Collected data
________________________

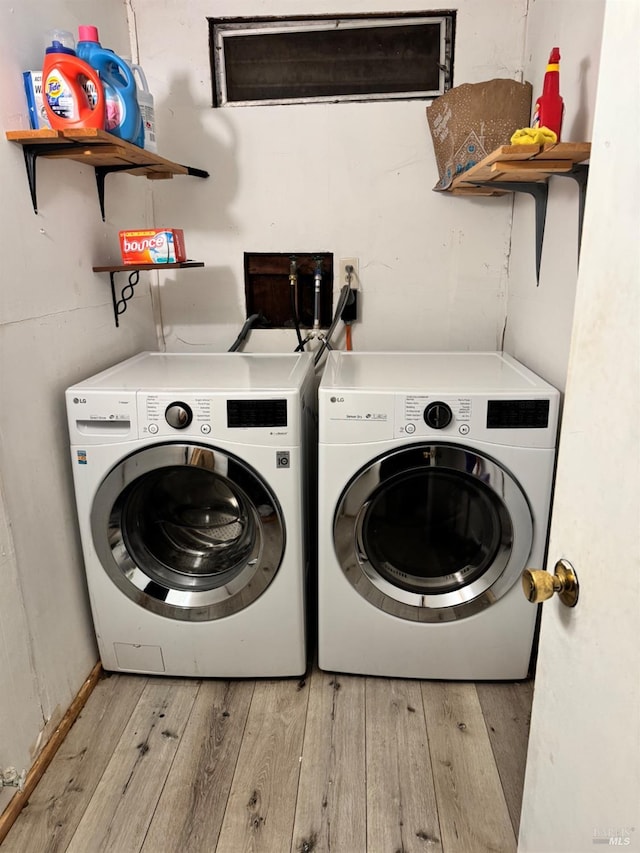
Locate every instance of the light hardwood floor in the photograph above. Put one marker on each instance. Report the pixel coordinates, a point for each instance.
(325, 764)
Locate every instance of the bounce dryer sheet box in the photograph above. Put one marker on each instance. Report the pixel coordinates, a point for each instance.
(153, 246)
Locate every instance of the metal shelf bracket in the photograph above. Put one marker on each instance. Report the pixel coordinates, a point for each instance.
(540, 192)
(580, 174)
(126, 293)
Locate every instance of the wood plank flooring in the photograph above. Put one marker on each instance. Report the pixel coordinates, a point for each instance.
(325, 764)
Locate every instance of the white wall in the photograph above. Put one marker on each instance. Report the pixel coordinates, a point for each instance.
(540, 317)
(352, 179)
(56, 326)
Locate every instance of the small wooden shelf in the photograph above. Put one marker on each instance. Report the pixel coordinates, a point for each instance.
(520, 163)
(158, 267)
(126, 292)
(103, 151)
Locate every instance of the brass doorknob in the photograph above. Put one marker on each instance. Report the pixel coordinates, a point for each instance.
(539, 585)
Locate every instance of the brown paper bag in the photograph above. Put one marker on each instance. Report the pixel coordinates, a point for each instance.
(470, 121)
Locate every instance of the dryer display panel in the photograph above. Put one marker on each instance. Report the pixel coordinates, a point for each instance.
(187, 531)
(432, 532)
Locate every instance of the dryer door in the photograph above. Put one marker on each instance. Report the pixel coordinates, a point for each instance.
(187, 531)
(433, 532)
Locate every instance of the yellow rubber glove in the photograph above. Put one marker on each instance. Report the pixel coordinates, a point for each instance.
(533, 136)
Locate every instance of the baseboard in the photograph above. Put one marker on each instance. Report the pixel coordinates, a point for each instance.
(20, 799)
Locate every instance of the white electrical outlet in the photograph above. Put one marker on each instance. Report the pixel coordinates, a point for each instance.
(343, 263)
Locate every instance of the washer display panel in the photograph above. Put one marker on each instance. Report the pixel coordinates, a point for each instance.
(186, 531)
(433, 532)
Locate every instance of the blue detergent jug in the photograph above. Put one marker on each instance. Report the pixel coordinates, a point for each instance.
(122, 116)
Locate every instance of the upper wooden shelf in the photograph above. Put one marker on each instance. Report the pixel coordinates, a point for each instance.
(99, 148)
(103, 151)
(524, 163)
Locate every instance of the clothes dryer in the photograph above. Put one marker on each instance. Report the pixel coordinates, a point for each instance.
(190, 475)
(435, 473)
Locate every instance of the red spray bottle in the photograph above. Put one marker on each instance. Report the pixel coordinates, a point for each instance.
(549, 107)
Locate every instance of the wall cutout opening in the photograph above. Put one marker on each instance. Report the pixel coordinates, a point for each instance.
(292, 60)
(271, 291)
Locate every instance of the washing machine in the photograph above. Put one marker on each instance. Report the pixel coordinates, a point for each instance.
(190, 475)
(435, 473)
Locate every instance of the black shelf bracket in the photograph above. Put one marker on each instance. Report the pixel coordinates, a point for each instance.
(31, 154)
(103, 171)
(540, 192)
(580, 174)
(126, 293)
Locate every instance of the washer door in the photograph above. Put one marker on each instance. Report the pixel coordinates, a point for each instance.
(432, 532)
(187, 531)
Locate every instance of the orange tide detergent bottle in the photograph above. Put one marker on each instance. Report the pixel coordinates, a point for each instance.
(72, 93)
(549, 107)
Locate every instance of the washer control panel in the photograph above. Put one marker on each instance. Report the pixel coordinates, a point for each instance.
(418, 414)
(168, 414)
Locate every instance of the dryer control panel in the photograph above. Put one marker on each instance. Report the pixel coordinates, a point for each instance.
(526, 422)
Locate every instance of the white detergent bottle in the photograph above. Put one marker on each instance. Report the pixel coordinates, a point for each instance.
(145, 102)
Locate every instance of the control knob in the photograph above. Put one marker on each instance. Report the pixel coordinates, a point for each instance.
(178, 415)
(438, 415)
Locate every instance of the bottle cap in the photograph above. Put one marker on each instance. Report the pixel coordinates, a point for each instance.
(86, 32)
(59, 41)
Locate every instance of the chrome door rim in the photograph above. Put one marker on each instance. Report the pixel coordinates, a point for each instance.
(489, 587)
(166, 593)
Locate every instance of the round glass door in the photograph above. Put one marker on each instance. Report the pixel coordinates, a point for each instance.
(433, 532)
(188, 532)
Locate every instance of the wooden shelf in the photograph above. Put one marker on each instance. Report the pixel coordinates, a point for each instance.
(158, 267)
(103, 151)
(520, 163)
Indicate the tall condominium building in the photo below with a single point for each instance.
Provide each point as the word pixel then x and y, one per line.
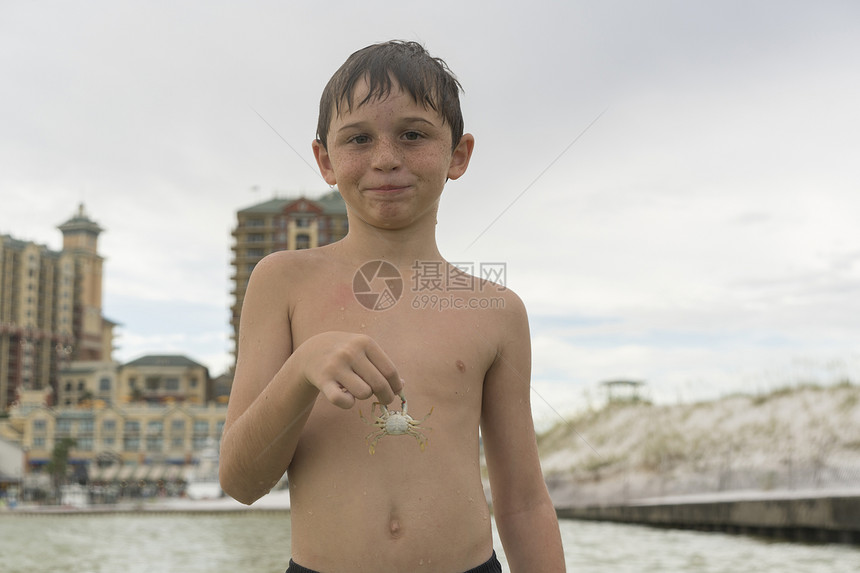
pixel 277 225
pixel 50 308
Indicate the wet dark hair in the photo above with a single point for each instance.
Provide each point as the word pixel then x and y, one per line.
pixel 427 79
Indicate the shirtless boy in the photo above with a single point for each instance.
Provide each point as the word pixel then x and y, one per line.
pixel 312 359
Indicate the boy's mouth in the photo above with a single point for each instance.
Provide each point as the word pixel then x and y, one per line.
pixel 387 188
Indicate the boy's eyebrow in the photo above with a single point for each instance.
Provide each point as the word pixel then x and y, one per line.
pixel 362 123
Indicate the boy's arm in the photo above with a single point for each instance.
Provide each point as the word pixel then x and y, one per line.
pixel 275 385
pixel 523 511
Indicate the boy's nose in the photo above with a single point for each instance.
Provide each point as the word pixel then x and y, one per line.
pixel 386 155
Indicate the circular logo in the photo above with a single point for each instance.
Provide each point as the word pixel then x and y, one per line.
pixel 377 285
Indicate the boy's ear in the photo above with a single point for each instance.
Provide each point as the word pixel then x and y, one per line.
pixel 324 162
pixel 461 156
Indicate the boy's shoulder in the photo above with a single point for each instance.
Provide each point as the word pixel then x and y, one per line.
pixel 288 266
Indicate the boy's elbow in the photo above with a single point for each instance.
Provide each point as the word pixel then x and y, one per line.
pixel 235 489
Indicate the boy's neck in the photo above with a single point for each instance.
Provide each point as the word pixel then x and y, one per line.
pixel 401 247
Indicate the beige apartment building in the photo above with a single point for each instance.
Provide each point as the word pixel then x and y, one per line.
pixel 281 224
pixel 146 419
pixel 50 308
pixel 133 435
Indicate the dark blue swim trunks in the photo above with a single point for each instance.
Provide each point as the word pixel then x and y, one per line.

________________________

== REQUIRED WORK ==
Nothing may be altered when you restate the records, but every picture must be dropped.

== WORKED SOLUTION ==
Locate every instance of the light hardwood floor in the photograph above. Put one marker on each instance. Report the pixel coordinates, a point for each instance.
(325, 764)
Locate every instance of the bounce dryer sheet box in the photograph above. Put one marker on each instance. Report the pixel coordinates, a point for each instance.
(153, 246)
Locate every instance of the metal shelf bracket in the photograph above. Put one marker on each instance. Report the pixel coordinates, a point for each instance.
(540, 192)
(580, 174)
(126, 293)
Locate every instance of the wood plank flooring in the photograph above. Put one marker on each instance. Report the pixel coordinates, a point for each instance.
(325, 764)
Locate every instance of the white wall in the photograph above. Put one marker on each instance. Report the pixel coordinates, a point for each instance.
(540, 317)
(352, 179)
(56, 326)
Locate every instance of the small wooden shelf in the photograph above. Put one marker on each instance. Report the pixel coordinates, a point for each instance.
(520, 163)
(158, 267)
(126, 292)
(103, 151)
Locate every instance of the brass doorknob in the photograph above. Put one marker on each instance. Report the pixel coordinates, a point for each instance.
(539, 585)
Locate every instance of the brown paper bag in the photograph above. Put one marker on each instance. Report the pixel coordinates, a point for each instance.
(470, 121)
Locate every instance of the dryer display panel in the photograph above. Put one marker on each instance. Report the pixel coordinates, a point for each instance.
(187, 531)
(432, 532)
Locate every instance of the dryer door in the photograph above. Put one marker on each instance. Report the pixel coordinates, a point for each instance.
(187, 531)
(433, 532)
Locate every instance of the yellow rubber glove in the photograph above. Put one marker on each instance. Report the pixel coordinates, a point for each instance.
(533, 136)
Locate every instance of the baseboard in the photograph above. Put one marker on each instance. Report the pixel coordinates, a point for each instance.
(20, 799)
Locate every instance of the white electrical outlet in the photograph above. Put one marker on each instance. Report the pixel coordinates, a point for each instance.
(343, 263)
Locate every instance of the washer display panel in the photograph above. Put one marker on each instance. Report the pixel coordinates, a point for each instance.
(186, 531)
(433, 532)
Locate every instance of the blue detergent jug in the photograph above. Put one marker on each instance. Report the pixel coordinates, a point for each instance.
(122, 116)
Locate every instance of the upper wooden shelf in the photograph above. Put one marker on each instance. Report the pixel coordinates, a point for each instance.
(99, 148)
(103, 151)
(524, 163)
Locate every instance of the clothes dryer in the photograph above. Put one marker on each instance. Report the pixel coordinates, a point for each instance.
(190, 475)
(435, 473)
Locate every instance of the red spray bottle in the photograph above. Put one marker on each instance. Report the pixel coordinates, a point for each instance.
(549, 107)
Locate every instance of the wall cutout opening in the photograph above. Put one marker on each instance. Report the pixel coordinates, a point for each instance.
(292, 60)
(271, 291)
Locate every instance of the washing machine in the photograph above. Put one marker on each instance. Report the pixel coordinates, a point for each instance.
(190, 475)
(435, 473)
Locate every instance of the black shelf bracket in the photograph above. Put one marker on each instance. Report the pixel coordinates, a point for each instance.
(31, 154)
(103, 171)
(540, 192)
(580, 174)
(126, 293)
Locate every instance of the washer door in the photograph above. Put one marker on each instance. Report the pixel coordinates, a point for each instance.
(432, 532)
(187, 531)
Locate every instance of the orange tide detergent bottle in the photograph above. Put one marker on each instance. Report the pixel coordinates, a point for each instance.
(72, 93)
(549, 107)
Locate every instance of the washer control panel in the photograph above. Put one marker on each instance. Report the pixel coordinates, a point for each instance.
(418, 414)
(168, 414)
Locate every instance of the dryer control panel in the photograph above. Put one marker on each instance. Report the pixel coordinates, a point for each instance.
(526, 422)
Locate every instance of the white detergent bottle in the photograph above. Put one marker on each instance. Report the pixel coordinates, a point for each instance.
(145, 102)
Locate every instance of the control knob in the photograph above. Put one marker on each instance. Report the pixel coordinates, a point for each instance.
(178, 415)
(438, 415)
Locate every instance of the bottle cap in the photograph above. Put one marker on each instance. Report the pixel coordinates, a point for each instance.
(86, 32)
(59, 41)
Locate every instance of the chrome door rim in the photograph above. Put one marker on each instance. Report the pixel coordinates, a point for each instance.
(489, 587)
(166, 593)
Locate every instance of the round glass door in the photograph above. Put one marker on each instance. Report the pixel coordinates, a point for each instance.
(433, 532)
(188, 532)
Locate every instance of the wooden shelf in the photograph above. Put one marker on each instance. Report the pixel coordinates, a point for each instance.
(158, 267)
(103, 151)
(520, 163)
Indicate the tall condominium building in the photo below with a single point for each instance.
Provide each point as the word pixel then x and y, one per line.
pixel 277 225
pixel 50 308
Indicate the wet dark hair in the photo above with a single point for each instance.
Provide each point as the word pixel then x and y, one per line.
pixel 427 79
Indicate the shirtless boy in the photo above with a single point for each instance.
Provide each point as the word pixel then x and y, one per line.
pixel 312 359
Indicate the boy's mouth in the photo above with a single point for each instance.
Provide each point as the word pixel then x and y, one per line.
pixel 387 188
Indicate the boy's eyebrow in the photo above with a single point for each instance.
Provide each point as the word pixel then x and y, one per line.
pixel 362 123
Indicate the boy's arm in the photo above with a single point for each instance.
Provide each point as the word pixel then x and y, one per line.
pixel 275 385
pixel 523 511
Indicate the boy's nose in the photo above with a single point for each instance.
Provide each point as the word pixel then x and y, one per line.
pixel 386 155
Indicate the circular logo in the photo above with a single point for each instance.
Provide each point as the word pixel then x and y, one per line.
pixel 377 285
Indicate the boy's ear in the photo above with a single point for each instance.
Provide each point as the word pixel then x and y, one per line.
pixel 324 162
pixel 461 156
Indicate the boy's shoulder in the photo above with a single point for each instance.
Provide each point as the word pixel then x and y, one per line.
pixel 288 266
Indicate the boy's elbow in the photo above with a single point for each instance.
Provide each point as the word pixel then x and y, one per line.
pixel 235 489
Indicate the boy's neck in the photo above with a single point for each instance.
Provide each point as the word pixel then x and y, one per line.
pixel 401 247
Indicate the beige apartment building in the photo above with a single point for each instance.
Provide each point as the word pixel then x and y, one per line.
pixel 281 224
pixel 146 419
pixel 50 308
pixel 133 435
Indicate the dark blue swim trunks in the photo above with a single point for each instance.
Provide each point as the word pixel then x and y, one per line.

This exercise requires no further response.